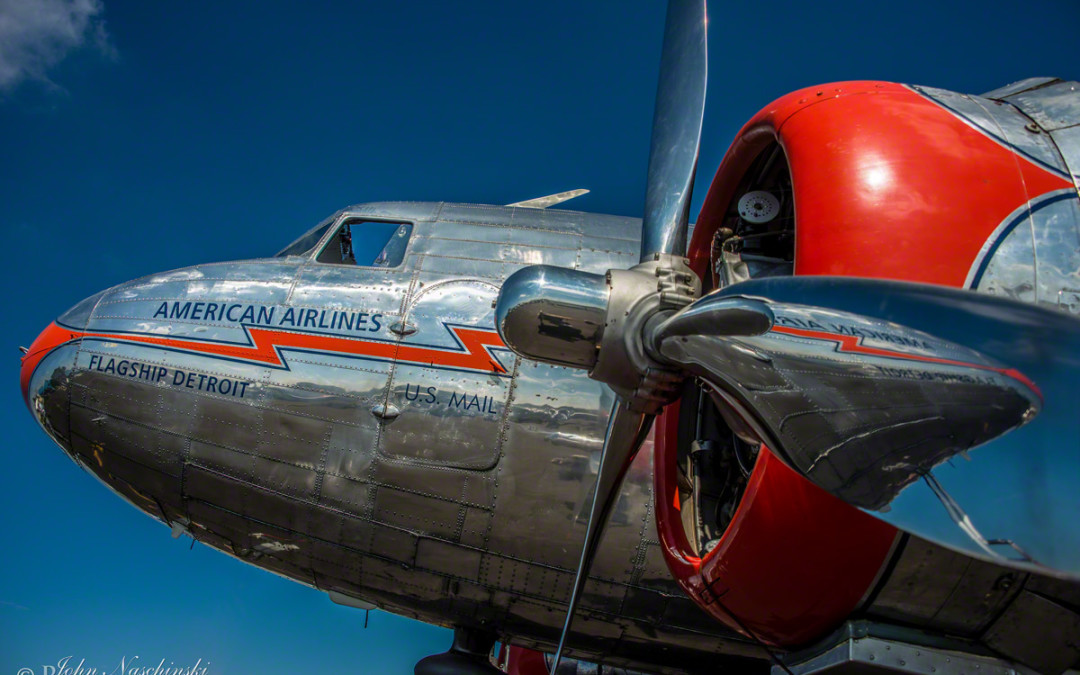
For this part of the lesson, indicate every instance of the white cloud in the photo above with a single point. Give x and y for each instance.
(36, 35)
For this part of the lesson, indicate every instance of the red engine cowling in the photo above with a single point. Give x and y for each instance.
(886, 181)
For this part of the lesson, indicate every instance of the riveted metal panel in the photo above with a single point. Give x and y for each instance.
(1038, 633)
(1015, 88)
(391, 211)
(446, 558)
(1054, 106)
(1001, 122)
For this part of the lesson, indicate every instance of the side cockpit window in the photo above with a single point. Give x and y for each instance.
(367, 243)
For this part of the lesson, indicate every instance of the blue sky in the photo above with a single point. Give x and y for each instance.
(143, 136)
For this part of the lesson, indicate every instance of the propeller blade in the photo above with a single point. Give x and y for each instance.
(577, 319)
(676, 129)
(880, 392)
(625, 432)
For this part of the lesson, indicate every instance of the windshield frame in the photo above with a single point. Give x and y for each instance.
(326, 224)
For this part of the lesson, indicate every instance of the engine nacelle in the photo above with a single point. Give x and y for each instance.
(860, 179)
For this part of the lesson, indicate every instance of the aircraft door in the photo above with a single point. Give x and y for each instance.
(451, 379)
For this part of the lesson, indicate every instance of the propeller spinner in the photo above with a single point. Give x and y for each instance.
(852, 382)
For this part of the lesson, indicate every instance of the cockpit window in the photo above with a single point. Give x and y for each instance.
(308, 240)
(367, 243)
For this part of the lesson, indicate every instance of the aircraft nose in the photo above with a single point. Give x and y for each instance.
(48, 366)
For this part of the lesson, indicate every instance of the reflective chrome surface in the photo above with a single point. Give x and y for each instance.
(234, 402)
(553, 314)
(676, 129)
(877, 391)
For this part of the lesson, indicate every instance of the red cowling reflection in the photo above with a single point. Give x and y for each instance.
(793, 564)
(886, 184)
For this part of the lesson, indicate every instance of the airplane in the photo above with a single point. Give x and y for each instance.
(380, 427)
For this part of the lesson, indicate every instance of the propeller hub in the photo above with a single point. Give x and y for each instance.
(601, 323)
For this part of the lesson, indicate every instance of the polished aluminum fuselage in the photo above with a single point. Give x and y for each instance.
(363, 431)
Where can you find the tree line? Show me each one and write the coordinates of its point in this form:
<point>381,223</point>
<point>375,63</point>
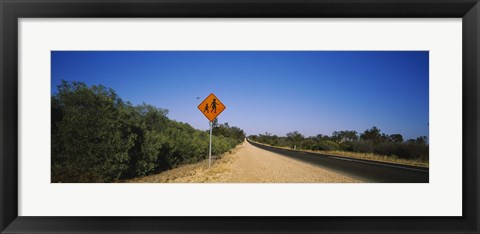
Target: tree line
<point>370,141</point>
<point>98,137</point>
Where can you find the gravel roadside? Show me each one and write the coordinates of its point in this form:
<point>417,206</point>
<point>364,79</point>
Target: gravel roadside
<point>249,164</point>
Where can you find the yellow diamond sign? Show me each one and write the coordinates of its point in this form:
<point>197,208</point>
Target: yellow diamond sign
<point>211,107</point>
--
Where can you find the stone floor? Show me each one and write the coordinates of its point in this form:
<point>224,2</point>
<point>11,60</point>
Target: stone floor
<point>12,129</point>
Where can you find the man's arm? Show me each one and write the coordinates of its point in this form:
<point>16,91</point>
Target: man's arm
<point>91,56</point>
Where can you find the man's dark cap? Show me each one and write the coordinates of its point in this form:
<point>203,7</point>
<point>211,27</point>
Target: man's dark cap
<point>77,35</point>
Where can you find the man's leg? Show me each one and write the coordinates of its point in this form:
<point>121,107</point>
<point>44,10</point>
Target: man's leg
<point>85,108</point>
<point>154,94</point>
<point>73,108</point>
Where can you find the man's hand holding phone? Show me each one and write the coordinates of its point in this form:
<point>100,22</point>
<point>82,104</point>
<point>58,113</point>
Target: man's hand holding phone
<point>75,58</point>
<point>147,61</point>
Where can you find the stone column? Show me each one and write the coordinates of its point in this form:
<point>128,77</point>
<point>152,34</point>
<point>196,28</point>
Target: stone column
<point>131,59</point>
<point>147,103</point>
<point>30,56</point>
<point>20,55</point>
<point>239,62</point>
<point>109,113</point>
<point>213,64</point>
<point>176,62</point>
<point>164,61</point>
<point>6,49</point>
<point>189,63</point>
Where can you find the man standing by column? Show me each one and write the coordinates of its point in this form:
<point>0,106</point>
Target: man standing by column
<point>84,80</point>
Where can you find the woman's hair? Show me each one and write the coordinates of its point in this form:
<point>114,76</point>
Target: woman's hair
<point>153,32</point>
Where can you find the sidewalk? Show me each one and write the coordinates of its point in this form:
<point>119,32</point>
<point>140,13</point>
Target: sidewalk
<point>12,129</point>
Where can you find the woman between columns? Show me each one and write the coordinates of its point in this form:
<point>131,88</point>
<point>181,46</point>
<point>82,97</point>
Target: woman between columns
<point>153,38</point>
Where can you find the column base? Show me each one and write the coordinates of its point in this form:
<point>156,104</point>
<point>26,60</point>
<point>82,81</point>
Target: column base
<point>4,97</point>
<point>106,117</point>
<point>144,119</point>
...
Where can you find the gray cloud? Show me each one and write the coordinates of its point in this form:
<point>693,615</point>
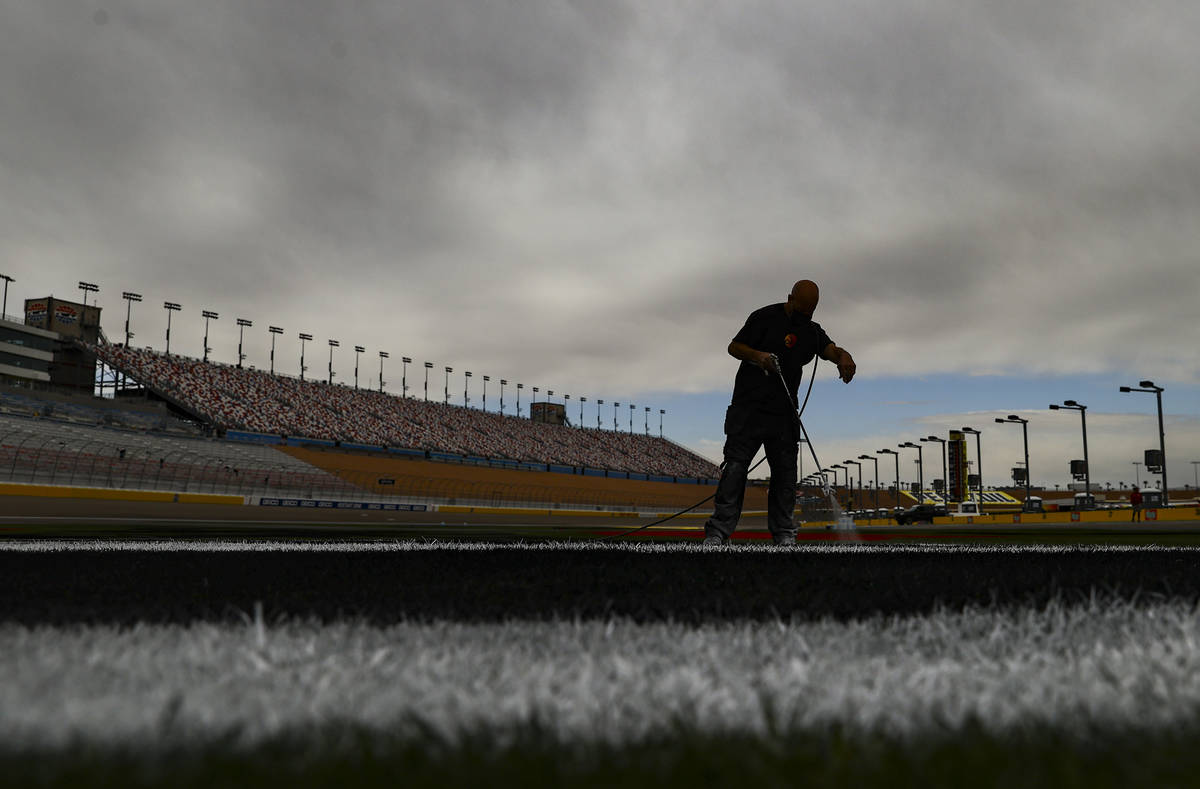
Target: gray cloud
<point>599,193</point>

* [WORK TO COMPLETE]:
Write out the entries again starting with the line containing "Where can you find the yellow" and going on through the line containing "<point>211,107</point>", substituting "orange diamond sign" for "yellow diamond sign" and leaving everything else unchanged.

* [COMPLETE RESPONSE]:
Where can you find the orange diamond sign? Show me each one and write the coordinates of its point in this form:
<point>197,208</point>
Target: orange diamond sign
<point>211,107</point>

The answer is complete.